• _TASK TO CARRY OUT_: Put this sentence from the solar energy financing text below into Spanish: "Property developers can also benefit from this energy solution."
## Begin TEXT SEGMENT
The solution is clear. There is enough intellectual and technical capacity in  SA to come up with answers, but the crisis is a financial one. Impact Investment Group executive chairman Chris Hart, in a recent energy financing briefing, offers a unique solution. “Let your taxes pay for the technology,” he said to potential investors.

He outlined the now closed 12J government incentive and pointed to Section 12B of the constitution. To develop the financial solution model, Impact Investment Group has partnered with Fed Group, technical suppliers Red Hawk and Accute accountants as well as Rosh Pinah Properties.

Rosh Pinah Properties director Rene Styber said: “With the rising costs and stability of SA’s energy supply, we welcome this initiative that all developers and landlords should consider when looking for a sustainable green energy solution.”

Hart pointed to previous tax benefits: “We need to look at electricity from a strategic point of view. 12J required investors to find the resources to fund property incentives, similarly section 12B can be made like 12J, the difference being the structure would be based on tax returns and carbon credit incentives. “Good partners will also spread the investment load and create a deeper capacity to role out this initiative.” 

The energy solution requires regulated engineering with energy management systems and bespoke solutions which includes battery storage capabilities, while at the same time still being grid-tied. The solution consists of three propositions: 


Impact Investment Group will fund each renewable energy project, and capital funding is available upfront. A company’s deducted taxes will be used as part of the energy investment and the refunded taxes will be passed to the Impact Investment Group as the partner who is funding the energy solution.

Each project will be registered for carbon credits at the beginning of the project, developing a fungible energy currency – carbon credits – which
can be traded for the best price internationally. These credits help with the fundraising. The offset of the purchase of the technical and physical equipment is realised through savings on reduced electricity bills, meaning that the project becomes cost and balance sheet neutral from the start. 

As the project is paid off the assets go onto the balance sheet and cost of electricity becomes a function of maintenance. At the beginning the company gets price security from reduced energy bills and long-term energy security through own energy generation, mitigating escalations by the power utility. The solar solution feeds the energy system’s batteries in peak times and tops up during off peak at reduced tariffs.


In order to get tax deductions, section 12B requires that the electricity-generating equipment must already be installed upfront and in use, and must be part of a business or trade. Individuals are placed into a legally recognised limited partnership, and as an individual you become an investor in the partnership and your taxes become part of the partnership investment. 

Investing in the equipment enables the individual to claim the taxes from their tax submission and the partnership’s business is effectively to sell electricity. Trusts can also participate, and any entity that is paying a form of income tax can be evaluated. Property developers can also benefit from this energy solution. Banks, when approached for funding, often require an owner contribution. Aligning funding through the Impact Investment Group allows the tax deductions to form part of the contribution, making it possible for solar energy security to become part of a development.


This type of investment is secure, as taxes will fund 60% of the equipment acquisition with a guaranteed return of investment through the resale of the energy which will bring a yield better than traditional investments. The group has established a fund called the Capital Builder Fund to secure the balance of 40%. As with all investment funds it is regulated and encourages investment in the upfront equipment spend. 

Investment will also come from foreign direct investors, government institutions such as the IDC and development banks as well as the funds partnership through the FedGroup. It is expected that a yield of upwards of 12% will be achieved through this investment.
## End TEXT SEGMENT
## Begin MATERIAL
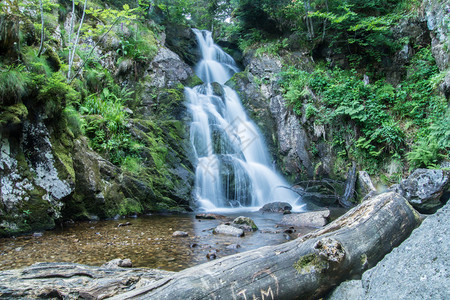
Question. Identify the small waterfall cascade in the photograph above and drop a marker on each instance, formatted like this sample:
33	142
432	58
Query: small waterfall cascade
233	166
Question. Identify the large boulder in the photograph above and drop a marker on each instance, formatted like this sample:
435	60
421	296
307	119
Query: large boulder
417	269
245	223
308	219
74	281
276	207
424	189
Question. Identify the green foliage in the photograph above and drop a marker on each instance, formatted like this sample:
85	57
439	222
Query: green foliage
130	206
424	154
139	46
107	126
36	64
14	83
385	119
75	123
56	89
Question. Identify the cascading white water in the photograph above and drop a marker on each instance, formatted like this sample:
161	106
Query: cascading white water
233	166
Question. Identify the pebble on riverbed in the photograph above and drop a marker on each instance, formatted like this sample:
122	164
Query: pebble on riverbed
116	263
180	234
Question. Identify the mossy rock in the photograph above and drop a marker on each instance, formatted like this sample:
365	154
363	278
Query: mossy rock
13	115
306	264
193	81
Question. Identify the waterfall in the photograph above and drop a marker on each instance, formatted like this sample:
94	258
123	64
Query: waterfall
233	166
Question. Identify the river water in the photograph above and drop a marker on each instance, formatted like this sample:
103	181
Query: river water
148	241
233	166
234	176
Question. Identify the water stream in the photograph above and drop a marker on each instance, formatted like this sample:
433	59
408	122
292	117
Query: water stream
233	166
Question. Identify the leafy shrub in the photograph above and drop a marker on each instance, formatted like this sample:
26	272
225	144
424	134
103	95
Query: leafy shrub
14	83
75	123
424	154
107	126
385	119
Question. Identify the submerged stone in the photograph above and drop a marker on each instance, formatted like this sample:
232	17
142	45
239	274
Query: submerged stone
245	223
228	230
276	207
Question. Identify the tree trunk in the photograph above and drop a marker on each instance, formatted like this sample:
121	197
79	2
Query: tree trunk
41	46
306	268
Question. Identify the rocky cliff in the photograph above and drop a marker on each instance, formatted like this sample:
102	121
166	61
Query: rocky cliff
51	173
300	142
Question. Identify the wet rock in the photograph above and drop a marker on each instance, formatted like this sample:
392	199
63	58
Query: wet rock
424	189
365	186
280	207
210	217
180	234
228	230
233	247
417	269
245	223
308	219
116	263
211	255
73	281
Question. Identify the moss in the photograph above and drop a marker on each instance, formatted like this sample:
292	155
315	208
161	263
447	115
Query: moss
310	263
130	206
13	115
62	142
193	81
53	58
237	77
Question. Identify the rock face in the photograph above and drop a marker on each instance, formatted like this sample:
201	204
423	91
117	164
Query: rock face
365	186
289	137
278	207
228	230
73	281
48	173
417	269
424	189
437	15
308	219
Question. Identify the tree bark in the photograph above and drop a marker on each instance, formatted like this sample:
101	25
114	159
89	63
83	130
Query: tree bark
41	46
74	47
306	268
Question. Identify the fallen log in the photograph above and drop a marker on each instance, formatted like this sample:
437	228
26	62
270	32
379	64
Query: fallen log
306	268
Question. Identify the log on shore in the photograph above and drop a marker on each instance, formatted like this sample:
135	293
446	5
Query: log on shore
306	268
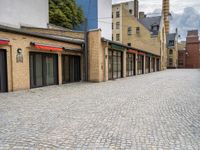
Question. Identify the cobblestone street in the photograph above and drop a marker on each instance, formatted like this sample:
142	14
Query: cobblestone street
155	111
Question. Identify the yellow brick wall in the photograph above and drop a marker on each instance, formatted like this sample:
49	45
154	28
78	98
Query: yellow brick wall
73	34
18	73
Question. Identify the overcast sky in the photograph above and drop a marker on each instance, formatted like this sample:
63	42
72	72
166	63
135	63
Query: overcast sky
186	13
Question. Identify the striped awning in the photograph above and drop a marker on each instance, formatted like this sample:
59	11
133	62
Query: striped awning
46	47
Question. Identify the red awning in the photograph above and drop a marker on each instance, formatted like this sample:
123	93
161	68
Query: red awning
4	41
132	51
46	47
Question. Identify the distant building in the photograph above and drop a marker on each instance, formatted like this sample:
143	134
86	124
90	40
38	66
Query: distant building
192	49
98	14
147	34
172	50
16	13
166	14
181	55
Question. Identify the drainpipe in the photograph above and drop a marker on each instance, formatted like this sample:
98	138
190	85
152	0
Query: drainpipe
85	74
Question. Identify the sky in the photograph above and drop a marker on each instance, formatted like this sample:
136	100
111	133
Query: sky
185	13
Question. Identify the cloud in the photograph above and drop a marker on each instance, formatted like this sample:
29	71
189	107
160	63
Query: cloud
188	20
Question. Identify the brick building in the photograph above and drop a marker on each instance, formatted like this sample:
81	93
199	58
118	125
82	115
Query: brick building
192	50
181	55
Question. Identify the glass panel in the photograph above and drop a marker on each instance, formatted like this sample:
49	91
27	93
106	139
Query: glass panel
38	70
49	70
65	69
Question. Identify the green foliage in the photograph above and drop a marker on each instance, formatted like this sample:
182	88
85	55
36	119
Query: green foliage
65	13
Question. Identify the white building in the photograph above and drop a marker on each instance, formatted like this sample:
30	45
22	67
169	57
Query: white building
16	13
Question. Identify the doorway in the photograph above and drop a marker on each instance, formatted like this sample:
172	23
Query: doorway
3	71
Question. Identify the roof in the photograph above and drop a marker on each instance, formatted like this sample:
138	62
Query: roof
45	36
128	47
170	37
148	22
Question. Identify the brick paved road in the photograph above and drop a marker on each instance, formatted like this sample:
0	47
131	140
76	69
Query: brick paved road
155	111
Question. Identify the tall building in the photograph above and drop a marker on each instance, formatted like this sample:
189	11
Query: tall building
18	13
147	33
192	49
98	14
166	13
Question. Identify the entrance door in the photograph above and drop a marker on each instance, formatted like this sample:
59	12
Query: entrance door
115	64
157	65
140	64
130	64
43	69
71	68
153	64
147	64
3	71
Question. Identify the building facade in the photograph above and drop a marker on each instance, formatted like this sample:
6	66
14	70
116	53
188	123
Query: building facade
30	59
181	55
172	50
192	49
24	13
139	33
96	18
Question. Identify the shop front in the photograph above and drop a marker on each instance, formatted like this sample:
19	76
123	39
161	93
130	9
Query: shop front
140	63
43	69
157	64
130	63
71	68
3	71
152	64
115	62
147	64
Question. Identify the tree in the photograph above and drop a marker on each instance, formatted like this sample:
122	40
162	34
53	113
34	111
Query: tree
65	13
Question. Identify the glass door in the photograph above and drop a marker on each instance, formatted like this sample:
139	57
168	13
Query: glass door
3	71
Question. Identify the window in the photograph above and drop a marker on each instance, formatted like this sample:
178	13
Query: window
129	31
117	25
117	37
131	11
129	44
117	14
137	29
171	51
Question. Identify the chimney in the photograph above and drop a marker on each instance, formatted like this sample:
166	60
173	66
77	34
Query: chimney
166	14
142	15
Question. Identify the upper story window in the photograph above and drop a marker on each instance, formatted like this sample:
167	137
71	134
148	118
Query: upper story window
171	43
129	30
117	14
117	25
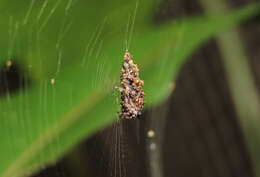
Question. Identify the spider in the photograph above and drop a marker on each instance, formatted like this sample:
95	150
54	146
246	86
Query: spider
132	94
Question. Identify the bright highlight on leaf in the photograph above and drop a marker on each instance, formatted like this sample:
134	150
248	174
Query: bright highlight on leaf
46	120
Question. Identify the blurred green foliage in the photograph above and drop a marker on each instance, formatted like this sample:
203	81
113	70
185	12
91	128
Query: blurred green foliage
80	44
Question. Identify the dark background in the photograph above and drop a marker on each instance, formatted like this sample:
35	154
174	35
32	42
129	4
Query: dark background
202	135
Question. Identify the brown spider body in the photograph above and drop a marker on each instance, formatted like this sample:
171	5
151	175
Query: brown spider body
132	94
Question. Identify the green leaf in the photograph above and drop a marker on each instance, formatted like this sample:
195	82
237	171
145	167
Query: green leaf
## End MATERIAL
## Begin MATERIAL
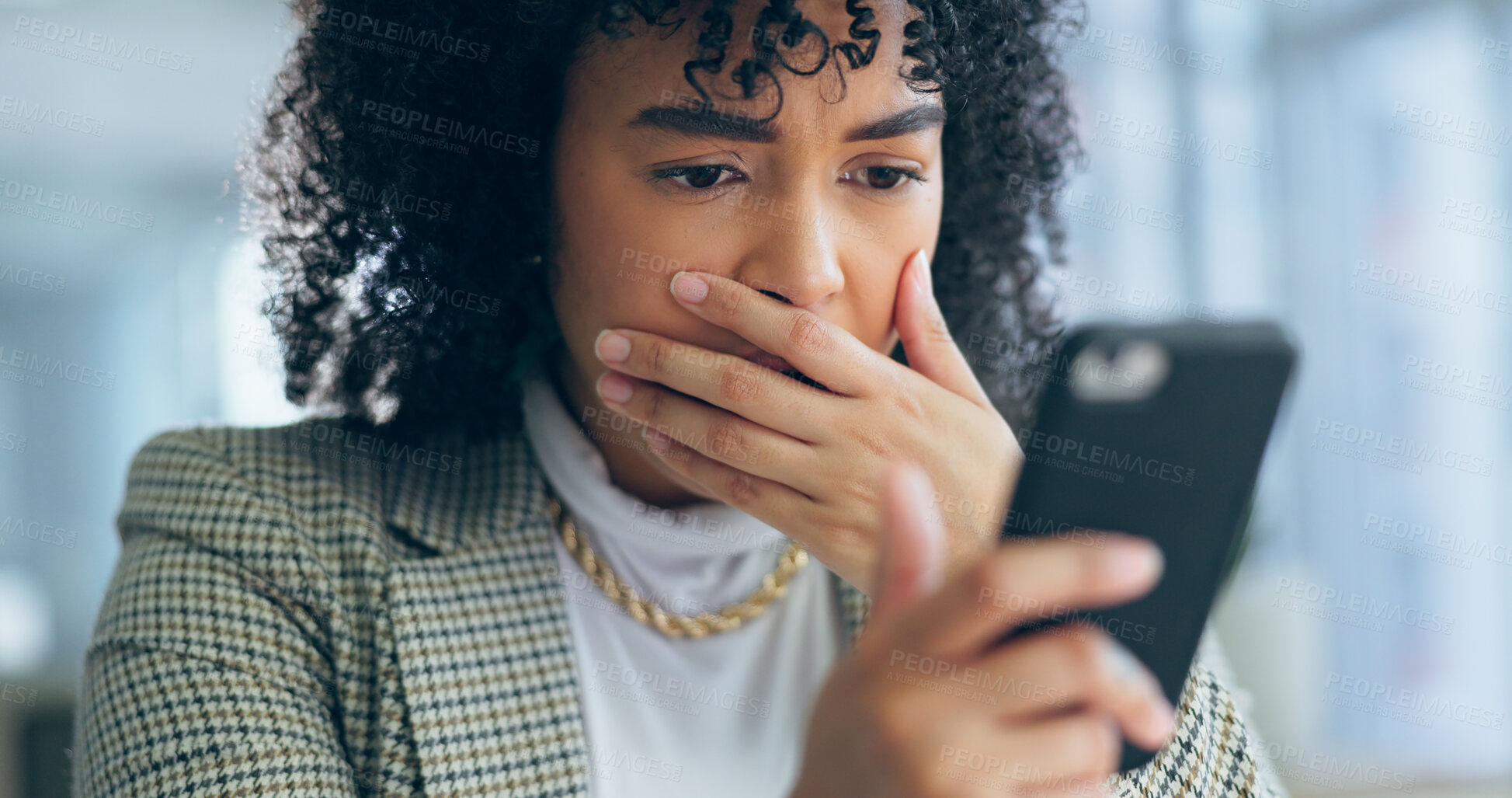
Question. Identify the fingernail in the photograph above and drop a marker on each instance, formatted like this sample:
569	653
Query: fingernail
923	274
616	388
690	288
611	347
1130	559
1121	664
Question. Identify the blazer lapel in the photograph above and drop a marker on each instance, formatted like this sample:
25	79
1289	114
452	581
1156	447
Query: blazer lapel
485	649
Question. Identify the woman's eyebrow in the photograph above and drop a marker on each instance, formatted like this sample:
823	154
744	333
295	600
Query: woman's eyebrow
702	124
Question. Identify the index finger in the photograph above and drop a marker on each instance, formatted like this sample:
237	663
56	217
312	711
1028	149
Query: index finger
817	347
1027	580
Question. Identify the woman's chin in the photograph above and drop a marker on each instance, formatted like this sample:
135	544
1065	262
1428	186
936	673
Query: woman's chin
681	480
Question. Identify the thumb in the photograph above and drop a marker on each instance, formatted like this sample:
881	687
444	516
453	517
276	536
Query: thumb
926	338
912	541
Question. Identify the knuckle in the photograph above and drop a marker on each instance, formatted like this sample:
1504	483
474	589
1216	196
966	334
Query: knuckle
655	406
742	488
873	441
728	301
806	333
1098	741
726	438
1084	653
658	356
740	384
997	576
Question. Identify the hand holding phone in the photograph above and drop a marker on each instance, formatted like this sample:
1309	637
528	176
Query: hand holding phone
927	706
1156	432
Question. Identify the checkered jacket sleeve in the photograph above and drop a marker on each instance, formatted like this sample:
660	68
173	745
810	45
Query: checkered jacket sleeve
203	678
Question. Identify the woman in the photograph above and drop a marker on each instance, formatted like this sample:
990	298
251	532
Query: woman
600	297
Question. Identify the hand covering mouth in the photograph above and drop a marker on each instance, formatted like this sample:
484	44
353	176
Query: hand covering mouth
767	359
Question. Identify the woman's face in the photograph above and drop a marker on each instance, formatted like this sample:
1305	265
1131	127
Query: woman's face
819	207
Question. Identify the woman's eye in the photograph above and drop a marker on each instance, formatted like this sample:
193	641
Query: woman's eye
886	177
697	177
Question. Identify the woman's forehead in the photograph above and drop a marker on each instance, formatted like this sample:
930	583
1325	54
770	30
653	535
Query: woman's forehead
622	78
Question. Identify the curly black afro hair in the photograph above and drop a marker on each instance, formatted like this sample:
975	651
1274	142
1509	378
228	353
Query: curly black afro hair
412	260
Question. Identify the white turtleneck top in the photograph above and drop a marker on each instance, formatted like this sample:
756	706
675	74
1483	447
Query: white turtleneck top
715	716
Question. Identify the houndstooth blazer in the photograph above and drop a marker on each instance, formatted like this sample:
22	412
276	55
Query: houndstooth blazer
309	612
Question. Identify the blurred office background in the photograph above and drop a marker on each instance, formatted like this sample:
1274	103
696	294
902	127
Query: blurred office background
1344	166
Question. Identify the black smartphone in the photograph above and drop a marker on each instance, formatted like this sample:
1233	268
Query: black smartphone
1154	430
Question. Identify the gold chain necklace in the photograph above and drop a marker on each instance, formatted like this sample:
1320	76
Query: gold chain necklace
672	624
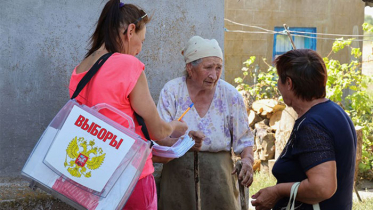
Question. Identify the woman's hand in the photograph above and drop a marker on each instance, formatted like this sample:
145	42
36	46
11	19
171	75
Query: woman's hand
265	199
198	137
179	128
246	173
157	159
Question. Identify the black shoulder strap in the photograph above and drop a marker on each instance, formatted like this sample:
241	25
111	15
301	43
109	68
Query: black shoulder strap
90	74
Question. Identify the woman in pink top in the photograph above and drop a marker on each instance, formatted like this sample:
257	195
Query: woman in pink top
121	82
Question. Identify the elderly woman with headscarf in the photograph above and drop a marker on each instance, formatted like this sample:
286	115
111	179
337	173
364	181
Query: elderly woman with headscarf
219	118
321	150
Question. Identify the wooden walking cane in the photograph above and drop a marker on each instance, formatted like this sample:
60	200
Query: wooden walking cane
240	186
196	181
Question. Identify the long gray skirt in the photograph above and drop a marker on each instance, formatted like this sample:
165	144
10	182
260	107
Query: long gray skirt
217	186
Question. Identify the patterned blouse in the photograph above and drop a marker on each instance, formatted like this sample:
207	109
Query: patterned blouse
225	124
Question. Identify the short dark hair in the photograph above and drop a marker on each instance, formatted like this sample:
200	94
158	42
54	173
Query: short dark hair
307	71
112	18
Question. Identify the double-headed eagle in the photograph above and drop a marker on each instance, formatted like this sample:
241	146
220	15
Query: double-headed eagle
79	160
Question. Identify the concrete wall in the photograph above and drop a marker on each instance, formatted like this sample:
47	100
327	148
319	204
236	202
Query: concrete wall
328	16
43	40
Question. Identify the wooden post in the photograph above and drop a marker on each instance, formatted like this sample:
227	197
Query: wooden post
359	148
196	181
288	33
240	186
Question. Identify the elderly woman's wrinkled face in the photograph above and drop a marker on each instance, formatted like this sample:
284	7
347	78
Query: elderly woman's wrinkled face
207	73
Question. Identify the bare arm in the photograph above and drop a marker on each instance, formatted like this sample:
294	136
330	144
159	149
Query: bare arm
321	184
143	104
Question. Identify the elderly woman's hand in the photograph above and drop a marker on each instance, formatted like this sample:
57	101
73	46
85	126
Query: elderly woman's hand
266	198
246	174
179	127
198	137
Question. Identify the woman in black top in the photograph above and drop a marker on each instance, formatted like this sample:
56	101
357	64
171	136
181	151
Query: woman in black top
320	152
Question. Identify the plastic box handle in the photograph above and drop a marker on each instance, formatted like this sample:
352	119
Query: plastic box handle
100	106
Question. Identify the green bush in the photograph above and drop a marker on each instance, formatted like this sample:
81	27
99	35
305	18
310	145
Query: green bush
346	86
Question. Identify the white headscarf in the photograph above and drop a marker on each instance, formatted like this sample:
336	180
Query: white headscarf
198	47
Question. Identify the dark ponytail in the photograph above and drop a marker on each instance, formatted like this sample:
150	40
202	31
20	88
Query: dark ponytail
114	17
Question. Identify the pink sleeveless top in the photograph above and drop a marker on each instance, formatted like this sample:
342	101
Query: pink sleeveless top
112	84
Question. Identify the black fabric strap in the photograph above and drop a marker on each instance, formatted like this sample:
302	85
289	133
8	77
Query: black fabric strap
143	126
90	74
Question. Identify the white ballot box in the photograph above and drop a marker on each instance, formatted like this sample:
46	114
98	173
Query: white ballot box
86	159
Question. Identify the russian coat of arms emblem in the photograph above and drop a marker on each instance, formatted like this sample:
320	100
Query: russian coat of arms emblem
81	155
## End MATERIAL
• _ANSWER TO THIS PROBLEM_: Los promotores inmobiliarios también pueden beneficiarse de esta solución energética.